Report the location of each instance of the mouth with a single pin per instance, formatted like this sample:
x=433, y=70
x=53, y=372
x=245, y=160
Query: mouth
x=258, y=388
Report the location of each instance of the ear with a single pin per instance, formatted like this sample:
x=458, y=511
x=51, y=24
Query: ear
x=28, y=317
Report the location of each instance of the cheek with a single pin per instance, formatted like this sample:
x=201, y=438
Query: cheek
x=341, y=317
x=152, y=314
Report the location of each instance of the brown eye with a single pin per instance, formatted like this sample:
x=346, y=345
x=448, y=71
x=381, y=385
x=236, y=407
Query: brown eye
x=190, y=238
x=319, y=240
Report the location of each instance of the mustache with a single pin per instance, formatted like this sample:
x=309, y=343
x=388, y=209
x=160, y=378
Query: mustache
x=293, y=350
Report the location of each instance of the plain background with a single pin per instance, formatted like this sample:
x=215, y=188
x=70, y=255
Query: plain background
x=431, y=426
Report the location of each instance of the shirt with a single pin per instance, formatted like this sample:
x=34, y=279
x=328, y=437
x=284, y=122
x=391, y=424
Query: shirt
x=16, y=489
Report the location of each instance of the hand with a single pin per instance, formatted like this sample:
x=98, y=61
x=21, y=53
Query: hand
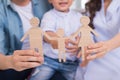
x=74, y=47
x=54, y=44
x=25, y=59
x=99, y=49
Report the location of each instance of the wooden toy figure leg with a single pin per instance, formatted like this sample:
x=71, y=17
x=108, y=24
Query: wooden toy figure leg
x=64, y=57
x=60, y=56
x=83, y=53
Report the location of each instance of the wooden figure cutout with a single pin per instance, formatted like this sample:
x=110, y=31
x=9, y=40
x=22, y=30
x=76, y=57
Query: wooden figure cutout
x=85, y=35
x=35, y=35
x=61, y=44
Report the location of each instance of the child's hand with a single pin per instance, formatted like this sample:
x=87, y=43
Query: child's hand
x=74, y=47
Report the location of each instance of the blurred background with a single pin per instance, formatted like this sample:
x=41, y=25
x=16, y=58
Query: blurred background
x=79, y=4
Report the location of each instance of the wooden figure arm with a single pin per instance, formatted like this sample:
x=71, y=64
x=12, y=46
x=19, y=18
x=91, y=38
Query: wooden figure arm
x=23, y=38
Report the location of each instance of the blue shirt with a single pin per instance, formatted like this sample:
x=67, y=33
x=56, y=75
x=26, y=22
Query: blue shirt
x=69, y=21
x=107, y=67
x=11, y=31
x=11, y=28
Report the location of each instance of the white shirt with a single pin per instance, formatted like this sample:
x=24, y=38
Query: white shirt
x=53, y=20
x=107, y=67
x=25, y=13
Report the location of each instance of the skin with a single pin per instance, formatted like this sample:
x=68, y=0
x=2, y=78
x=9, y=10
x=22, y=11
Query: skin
x=102, y=48
x=62, y=6
x=21, y=59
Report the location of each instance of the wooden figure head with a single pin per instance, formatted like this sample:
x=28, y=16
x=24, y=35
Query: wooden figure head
x=60, y=32
x=34, y=22
x=85, y=20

• • • •

(ASSIGNED TASK):
Going down the listing above, begin printing at the line with "Report the location of each instance of the plain" and finish with the line with "x=284, y=122", exactly as they appear.

(WRITTEN REPLY):
Report the location of each instance of the plain background with a single pin per instance, formatted like this sample:
x=215, y=188
x=70, y=255
Query: plain background
x=431, y=426
Report the location of each instance of the shirt with a single pin per instance, formatted like this sample:
x=34, y=279
x=328, y=437
x=284, y=122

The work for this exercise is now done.